# Compito:
Trova tutte le righe che contengono la stringa "positive" e ricopiale.

>>>

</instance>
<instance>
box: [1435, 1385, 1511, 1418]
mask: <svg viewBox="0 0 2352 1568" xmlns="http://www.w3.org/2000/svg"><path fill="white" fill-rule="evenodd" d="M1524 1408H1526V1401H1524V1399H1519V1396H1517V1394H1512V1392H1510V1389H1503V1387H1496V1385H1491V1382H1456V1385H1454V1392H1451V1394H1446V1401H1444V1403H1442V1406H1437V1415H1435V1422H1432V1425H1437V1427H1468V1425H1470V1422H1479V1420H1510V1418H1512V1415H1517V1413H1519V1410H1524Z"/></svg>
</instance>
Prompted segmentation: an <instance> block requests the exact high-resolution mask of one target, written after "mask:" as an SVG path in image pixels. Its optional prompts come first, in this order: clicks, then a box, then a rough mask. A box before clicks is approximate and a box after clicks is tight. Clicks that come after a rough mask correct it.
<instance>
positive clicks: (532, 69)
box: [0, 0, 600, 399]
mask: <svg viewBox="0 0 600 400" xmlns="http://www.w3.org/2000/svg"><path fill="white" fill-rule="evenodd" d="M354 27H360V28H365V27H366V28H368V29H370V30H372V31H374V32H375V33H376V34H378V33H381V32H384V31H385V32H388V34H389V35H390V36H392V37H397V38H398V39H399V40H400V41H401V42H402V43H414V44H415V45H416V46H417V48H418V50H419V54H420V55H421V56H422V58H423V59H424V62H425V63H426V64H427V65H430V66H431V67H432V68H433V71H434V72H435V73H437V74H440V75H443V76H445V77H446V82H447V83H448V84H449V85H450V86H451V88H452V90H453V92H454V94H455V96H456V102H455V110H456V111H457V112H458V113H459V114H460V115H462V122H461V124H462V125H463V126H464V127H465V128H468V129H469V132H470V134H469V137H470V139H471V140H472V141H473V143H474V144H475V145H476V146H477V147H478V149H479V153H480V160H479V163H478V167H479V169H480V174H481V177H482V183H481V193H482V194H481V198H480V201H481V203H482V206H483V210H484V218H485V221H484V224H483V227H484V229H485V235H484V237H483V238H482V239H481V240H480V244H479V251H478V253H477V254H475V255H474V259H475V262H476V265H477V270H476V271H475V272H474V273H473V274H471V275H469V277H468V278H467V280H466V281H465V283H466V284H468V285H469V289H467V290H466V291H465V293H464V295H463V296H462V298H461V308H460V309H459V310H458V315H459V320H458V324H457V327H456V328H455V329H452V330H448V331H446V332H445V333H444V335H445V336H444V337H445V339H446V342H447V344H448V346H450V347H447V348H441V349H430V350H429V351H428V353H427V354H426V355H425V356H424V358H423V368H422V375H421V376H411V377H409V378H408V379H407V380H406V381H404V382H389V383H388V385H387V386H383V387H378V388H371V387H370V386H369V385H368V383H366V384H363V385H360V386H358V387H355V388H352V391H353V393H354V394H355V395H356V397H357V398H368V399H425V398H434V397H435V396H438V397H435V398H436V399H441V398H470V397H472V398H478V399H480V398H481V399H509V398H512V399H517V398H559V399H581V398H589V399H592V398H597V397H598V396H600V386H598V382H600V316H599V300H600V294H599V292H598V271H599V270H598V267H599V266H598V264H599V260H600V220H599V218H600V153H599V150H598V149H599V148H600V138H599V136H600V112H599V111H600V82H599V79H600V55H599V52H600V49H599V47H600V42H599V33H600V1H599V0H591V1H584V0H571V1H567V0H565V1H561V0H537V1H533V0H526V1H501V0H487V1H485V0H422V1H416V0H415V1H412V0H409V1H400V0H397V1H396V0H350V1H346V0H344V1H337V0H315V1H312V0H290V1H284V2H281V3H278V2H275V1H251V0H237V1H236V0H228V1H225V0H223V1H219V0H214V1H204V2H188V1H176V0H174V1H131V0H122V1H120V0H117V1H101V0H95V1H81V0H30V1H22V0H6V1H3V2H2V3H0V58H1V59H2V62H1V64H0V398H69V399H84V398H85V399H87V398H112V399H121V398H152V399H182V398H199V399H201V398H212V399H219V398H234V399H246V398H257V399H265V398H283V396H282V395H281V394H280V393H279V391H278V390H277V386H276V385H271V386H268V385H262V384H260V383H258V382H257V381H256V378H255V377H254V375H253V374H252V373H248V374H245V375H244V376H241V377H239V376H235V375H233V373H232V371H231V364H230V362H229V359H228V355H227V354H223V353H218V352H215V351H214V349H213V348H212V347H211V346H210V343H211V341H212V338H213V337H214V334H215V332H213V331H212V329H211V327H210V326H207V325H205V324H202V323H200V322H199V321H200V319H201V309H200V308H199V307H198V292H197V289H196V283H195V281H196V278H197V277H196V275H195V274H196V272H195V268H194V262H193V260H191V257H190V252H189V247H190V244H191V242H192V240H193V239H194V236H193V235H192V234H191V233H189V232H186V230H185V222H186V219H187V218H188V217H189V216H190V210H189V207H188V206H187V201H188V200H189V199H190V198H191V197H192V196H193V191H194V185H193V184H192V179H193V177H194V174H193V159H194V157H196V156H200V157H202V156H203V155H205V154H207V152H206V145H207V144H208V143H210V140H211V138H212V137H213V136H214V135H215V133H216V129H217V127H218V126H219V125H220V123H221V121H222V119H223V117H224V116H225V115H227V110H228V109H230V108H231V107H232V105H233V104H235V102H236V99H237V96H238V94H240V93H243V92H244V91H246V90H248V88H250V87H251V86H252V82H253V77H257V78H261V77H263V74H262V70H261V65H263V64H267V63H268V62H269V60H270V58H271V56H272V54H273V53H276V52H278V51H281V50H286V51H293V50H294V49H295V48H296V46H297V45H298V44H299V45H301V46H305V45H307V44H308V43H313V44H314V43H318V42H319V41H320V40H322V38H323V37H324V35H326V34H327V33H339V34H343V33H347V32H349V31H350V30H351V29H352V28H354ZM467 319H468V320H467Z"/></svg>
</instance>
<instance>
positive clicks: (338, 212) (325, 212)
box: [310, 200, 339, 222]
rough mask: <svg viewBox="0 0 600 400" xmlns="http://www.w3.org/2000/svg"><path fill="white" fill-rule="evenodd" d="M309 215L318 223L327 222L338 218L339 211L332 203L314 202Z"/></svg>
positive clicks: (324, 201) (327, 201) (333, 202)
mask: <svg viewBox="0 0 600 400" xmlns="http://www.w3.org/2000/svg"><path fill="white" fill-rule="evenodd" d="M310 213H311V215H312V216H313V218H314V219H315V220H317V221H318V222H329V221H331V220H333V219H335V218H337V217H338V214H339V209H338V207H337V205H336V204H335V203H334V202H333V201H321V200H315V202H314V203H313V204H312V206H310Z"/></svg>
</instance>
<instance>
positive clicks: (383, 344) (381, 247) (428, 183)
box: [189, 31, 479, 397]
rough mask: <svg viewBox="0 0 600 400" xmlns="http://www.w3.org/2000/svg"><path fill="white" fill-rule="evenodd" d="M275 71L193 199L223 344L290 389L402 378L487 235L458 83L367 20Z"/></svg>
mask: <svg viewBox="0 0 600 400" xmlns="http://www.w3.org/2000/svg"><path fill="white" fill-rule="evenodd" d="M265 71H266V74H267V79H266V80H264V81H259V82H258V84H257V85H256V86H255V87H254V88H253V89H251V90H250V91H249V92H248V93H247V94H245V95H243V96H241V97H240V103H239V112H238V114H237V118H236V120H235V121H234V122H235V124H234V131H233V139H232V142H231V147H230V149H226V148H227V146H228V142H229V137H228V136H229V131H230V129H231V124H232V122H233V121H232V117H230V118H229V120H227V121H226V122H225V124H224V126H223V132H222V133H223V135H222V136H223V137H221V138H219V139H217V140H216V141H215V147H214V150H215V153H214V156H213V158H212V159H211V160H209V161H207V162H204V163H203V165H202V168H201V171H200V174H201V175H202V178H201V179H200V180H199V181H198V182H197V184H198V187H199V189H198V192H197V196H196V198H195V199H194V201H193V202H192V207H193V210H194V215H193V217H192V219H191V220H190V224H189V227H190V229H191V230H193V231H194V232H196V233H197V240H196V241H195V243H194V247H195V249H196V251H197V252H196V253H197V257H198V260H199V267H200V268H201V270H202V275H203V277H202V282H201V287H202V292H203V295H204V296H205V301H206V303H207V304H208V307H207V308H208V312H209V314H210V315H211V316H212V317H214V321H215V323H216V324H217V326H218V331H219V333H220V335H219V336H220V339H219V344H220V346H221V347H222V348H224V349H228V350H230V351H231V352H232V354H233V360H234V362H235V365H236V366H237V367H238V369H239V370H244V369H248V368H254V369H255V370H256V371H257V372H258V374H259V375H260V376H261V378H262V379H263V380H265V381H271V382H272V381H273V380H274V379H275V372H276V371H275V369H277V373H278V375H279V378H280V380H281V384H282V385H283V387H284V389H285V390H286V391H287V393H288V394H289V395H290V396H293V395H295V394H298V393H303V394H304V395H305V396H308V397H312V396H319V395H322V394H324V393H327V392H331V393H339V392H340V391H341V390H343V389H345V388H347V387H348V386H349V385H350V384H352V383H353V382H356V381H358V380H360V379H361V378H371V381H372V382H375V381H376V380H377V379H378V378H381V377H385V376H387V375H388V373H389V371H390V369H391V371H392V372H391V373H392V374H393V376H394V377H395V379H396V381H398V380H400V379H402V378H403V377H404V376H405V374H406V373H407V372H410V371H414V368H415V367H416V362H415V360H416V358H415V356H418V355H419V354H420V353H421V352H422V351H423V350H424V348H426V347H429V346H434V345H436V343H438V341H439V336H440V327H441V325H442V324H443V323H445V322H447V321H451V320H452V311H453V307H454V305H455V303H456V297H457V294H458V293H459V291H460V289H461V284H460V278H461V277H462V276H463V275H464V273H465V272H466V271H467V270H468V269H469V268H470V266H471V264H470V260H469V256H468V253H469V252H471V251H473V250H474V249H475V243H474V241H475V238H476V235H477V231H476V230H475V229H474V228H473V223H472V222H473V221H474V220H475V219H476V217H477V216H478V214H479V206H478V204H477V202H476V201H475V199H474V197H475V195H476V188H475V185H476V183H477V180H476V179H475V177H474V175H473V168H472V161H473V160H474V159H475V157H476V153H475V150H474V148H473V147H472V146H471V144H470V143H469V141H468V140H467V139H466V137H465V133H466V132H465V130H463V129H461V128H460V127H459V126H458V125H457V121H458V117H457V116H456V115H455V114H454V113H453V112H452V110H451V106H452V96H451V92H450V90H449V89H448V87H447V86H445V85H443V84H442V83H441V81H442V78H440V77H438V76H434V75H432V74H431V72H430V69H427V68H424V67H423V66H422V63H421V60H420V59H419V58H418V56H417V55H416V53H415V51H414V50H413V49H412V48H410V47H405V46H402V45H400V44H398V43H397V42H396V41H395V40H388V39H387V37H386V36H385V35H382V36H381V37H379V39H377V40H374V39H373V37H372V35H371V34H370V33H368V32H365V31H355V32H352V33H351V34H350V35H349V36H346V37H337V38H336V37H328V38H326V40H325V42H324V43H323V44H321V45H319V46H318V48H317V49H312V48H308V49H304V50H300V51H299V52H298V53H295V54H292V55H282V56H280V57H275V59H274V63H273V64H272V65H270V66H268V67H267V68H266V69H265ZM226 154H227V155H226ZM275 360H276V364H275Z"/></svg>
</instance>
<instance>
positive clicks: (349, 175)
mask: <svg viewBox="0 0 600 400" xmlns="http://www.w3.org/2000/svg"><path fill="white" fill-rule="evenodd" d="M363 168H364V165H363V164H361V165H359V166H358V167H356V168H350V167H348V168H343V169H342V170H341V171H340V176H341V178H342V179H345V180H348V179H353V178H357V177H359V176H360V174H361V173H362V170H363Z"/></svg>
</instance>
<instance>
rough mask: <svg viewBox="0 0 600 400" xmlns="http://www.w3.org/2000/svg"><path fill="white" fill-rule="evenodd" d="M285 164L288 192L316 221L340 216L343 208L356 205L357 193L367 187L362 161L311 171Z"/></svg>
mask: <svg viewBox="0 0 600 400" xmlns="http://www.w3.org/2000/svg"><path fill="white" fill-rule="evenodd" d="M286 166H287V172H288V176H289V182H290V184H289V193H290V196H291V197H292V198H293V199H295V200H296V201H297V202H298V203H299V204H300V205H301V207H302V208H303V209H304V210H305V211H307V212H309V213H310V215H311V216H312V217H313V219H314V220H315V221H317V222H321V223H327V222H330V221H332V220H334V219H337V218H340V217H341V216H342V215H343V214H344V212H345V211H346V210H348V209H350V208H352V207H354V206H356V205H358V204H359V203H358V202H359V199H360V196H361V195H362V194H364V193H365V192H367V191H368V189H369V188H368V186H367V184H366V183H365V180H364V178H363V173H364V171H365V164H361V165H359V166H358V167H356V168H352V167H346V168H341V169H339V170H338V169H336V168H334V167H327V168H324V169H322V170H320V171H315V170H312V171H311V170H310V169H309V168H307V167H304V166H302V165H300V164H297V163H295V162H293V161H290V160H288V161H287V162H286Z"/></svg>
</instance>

<<<

# Risultato dell'esercizio:
positive clicks: (532, 69)
positive clicks: (338, 212) (325, 212)
positive clicks: (324, 201) (327, 201) (333, 202)
positive clicks: (383, 344) (381, 247) (428, 183)
positive clicks: (349, 175)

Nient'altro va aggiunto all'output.